EXERCISE OBJECTIVE ▸
Print each line of the listing once more, precisely as given.

DATA PROVIDED ▸
---

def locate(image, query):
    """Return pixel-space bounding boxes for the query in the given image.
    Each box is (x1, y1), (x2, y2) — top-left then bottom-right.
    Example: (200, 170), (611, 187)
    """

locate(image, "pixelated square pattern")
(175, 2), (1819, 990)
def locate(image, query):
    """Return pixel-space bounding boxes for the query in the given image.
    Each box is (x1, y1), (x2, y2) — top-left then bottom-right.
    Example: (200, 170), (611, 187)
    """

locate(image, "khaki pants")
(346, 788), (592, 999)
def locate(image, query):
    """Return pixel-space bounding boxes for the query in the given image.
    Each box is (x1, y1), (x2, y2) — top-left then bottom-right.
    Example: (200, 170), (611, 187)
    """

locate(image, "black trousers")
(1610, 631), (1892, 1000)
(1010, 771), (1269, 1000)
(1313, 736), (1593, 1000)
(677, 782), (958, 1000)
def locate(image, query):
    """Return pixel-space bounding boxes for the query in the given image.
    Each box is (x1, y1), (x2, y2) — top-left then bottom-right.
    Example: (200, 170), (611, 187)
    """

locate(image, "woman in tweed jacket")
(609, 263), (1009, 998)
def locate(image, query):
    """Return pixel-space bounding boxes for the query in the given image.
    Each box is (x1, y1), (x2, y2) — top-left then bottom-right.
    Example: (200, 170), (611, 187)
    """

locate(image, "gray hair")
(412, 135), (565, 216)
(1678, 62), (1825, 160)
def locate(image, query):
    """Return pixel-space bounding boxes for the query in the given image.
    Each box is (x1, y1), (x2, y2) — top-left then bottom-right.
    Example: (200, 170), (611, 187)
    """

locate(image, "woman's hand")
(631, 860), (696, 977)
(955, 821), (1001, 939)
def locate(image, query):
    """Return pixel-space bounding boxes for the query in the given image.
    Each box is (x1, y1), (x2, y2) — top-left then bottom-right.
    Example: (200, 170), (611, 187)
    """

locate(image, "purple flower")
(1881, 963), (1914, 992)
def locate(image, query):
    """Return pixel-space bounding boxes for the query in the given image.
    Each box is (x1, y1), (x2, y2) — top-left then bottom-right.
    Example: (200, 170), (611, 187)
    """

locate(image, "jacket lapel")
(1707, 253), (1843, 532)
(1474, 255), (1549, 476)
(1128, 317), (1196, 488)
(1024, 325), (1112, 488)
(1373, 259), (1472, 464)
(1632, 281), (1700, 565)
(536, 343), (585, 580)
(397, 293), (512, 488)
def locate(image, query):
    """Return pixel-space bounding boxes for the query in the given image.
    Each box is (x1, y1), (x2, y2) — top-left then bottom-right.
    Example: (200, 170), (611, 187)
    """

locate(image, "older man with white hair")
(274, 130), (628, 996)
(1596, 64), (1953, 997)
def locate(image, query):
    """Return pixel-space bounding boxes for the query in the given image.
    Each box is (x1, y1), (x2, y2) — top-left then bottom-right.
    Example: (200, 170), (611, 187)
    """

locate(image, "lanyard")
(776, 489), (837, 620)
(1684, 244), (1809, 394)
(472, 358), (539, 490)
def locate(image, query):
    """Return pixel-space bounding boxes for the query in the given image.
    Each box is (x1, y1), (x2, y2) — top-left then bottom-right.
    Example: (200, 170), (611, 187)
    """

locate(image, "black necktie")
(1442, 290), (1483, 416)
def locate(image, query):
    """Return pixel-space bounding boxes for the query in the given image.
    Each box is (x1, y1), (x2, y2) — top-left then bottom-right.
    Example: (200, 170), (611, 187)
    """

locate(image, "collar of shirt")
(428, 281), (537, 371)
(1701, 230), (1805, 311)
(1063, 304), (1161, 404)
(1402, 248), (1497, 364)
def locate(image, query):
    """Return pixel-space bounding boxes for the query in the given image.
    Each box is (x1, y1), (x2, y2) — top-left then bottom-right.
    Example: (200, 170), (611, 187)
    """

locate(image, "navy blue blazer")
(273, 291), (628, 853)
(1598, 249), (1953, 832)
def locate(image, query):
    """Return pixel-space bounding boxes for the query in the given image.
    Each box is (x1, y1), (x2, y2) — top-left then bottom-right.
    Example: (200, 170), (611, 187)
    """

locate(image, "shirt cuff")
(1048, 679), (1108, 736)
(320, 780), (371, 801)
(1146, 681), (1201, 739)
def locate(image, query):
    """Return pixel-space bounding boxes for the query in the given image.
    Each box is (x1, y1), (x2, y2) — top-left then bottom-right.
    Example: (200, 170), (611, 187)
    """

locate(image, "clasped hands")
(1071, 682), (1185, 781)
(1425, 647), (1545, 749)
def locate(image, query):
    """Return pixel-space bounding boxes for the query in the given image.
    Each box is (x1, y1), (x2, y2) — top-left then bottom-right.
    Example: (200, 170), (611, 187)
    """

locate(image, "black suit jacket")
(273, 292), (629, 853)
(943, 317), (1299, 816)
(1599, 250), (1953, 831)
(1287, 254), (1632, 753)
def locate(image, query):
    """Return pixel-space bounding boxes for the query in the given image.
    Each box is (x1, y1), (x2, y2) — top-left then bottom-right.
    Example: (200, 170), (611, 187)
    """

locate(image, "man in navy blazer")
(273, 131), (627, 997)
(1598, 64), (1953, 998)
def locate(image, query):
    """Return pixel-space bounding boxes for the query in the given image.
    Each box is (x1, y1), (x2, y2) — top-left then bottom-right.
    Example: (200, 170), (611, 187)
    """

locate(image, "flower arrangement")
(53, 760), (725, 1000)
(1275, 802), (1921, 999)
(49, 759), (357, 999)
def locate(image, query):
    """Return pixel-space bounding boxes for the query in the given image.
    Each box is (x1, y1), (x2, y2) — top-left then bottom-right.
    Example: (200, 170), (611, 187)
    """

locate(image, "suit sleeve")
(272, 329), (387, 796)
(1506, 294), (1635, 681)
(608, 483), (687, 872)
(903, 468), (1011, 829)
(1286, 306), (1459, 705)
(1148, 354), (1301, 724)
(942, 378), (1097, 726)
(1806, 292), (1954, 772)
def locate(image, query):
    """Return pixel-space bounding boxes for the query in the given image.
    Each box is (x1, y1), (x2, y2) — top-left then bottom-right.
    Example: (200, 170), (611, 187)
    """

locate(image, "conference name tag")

---

ANSWER FOR THIS EXERCISE ▸
def locate(image, query):
    """Return pixel-space bounding boxes for the query in the given image.
    Each box is (x1, y1), (x2, y2) — top-left then bottom-right.
    Example: (200, 170), (611, 187)
    """

locate(image, "pixelated square pattern")
(175, 2), (1819, 990)
def locate(image, query):
    """Return pixel-space bounding boxes for the query in the given image.
    Each box is (x1, y1), (x2, y2) — top-left then bottom-right.
    Example: (200, 170), (611, 187)
    """

locate(image, "khaki pants")
(346, 788), (592, 999)
def locate(image, query):
    """Return pixel-space bounding boxes for the query in the given image.
    Each box is (x1, y1), (x2, y2) — top-left then bottom-right.
    Example: (200, 170), (611, 187)
    """

locate(image, "black trousers")
(1610, 631), (1892, 1000)
(1010, 771), (1269, 1000)
(1313, 736), (1593, 1000)
(677, 782), (958, 1000)
def locate(image, query):
    """Return pixel-space bounding boxes for the query in the given image.
    Each box is (x1, y1), (x2, y2) — top-left then bottom-right.
    Example: (200, 170), (611, 187)
    """

locate(image, "woman in tweed jacket")
(609, 263), (1009, 998)
def locate(image, query):
    """Return pixel-space bounding boxes for the query in the given image.
    Each box is (x1, y1), (x2, y2) — top-left then bottom-right.
    Example: (200, 170), (611, 187)
    """

locate(image, "gray hair")
(412, 135), (565, 216)
(1678, 62), (1825, 160)
def locate(image, query):
    """Return pixel-space bounding boxes for the query in the given image.
    Each box is (x1, y1), (x2, y2) — top-left then bottom-right.
    Example: (200, 170), (611, 187)
    """

locate(image, "woman's hand")
(631, 860), (696, 977)
(955, 821), (1001, 939)
def locate(image, query):
    """Return pixel-space bounding boxes for the query in the given image.
    Each box is (x1, y1), (x2, y2) — top-left then bottom-right.
    Example: (200, 170), (611, 187)
    """

locate(image, "purple flower")
(1881, 963), (1914, 992)
def locate(image, query):
    """Return pixel-space bounding boxes for the query in the given image.
    Each box is (x1, y1), (x2, y2) — top-left then bottom-right.
    Example: (200, 170), (611, 187)
    """

locate(image, "jacket lapel")
(1707, 253), (1843, 532)
(1474, 255), (1549, 476)
(1128, 317), (1196, 488)
(1024, 325), (1112, 488)
(1373, 259), (1472, 464)
(1632, 281), (1700, 565)
(536, 343), (585, 580)
(397, 293), (512, 488)
def locate(image, query):
    """Return pixel-space bounding boxes for the query in the given image.
    Each box is (x1, y1), (x2, y2) — top-left then bottom-right.
    Example: (200, 170), (611, 187)
    """

locate(image, "older man with white hair")
(274, 130), (628, 996)
(1596, 64), (1953, 997)
def locate(image, query):
    """Return pixel-space bounding boxes for the query in the given image.
    Each box is (x1, y1), (x2, y2) — top-left then bottom-right.
    Example: (200, 170), (611, 187)
    """

locate(image, "lanyard")
(776, 489), (837, 620)
(1684, 244), (1809, 394)
(472, 358), (539, 490)
def locate(image, query):
    """Return pixel-space bounding boxes for the query in the given image.
    Each box is (x1, y1), (x2, y2) — top-left then bottom-right.
    Example: (200, 170), (611, 187)
    """

locate(image, "black necktie")
(1442, 290), (1483, 416)
def locate(image, query):
    """Return pixel-space bounding boxes for the query in the given image.
    Each box is (x1, y1), (x2, y2) — top-left then bottom-right.
    Example: (200, 170), (611, 187)
    """

locate(image, "collar of shirt")
(428, 281), (537, 371)
(1701, 230), (1805, 311)
(1063, 304), (1161, 404)
(1402, 248), (1497, 364)
def locate(image, query):
    """Return pixel-space bounding boxes for the query in the given image.
    Each box is (x1, y1), (x2, y2) — top-left then bottom-right.
    Example: (200, 170), (611, 187)
    """

locate(image, "navy blue blazer")
(273, 291), (628, 853)
(1598, 249), (1953, 832)
def locate(image, query):
    """Return pixel-space bounding boxes for the query in the given image.
    Each box is (x1, y1), (x2, y2) — top-left then bottom-right.
    Example: (200, 170), (611, 187)
    """

locate(image, "shirt cuff")
(1048, 679), (1108, 736)
(320, 780), (371, 801)
(1146, 681), (1201, 739)
def locate(image, query):
    """Return pixel-space bounding boxes for the query in the given image.
    Each box is (x1, y1), (x2, y2) — top-left then bottom-right.
    Example: (200, 170), (611, 187)
    """

locate(image, "clasped hands")
(1071, 682), (1185, 781)
(1425, 647), (1545, 749)
def locate(image, query):
    """Return pixel-space bounding boxes for the query in the given image.
    Each box is (x1, y1), (x2, y2) — top-left then bottom-right.
    Example: (200, 170), (611, 187)
    """

locate(image, "black suit jacket")
(273, 292), (629, 853)
(943, 317), (1299, 816)
(1599, 250), (1953, 831)
(1287, 254), (1632, 753)
def locate(image, query):
    """Return pixel-space bounding boxes for the query in the given image.
    Each box is (x1, y1), (x2, y2) — top-left then bottom-right.
    Example: (200, 170), (611, 187)
    """

locate(image, "man in navy blazer")
(273, 131), (627, 997)
(1598, 64), (1953, 998)
def locate(image, query):
    """Return pixel-space bounding boxes for the query in the given image.
    Each box is (x1, y1), (x2, y2) — top-left then bottom-right.
    Example: (200, 170), (611, 187)
    """

locate(image, "flower arrangement")
(53, 760), (725, 1000)
(1275, 802), (1921, 999)
(49, 759), (357, 999)
def locate(image, query):
    """Return pixel-space bounding boxes for the query in the given image.
    Each box is (x1, y1), (x2, y2) — top-left then bottom-right.
    Example: (200, 170), (611, 187)
    """

locate(image, "suit sleeve")
(272, 329), (387, 796)
(1506, 294), (1635, 681)
(608, 483), (687, 872)
(903, 468), (1011, 829)
(1286, 306), (1459, 705)
(1148, 354), (1301, 724)
(942, 378), (1097, 726)
(1806, 292), (1954, 772)
def locate(image, query):
    """Return pixel-space bounding boxes for the query in the given image.
    Each box is (x1, y1), (x2, y2) — top-left then bottom-right.
    Example: (200, 170), (611, 187)
    """

locate(image, "conference name tag")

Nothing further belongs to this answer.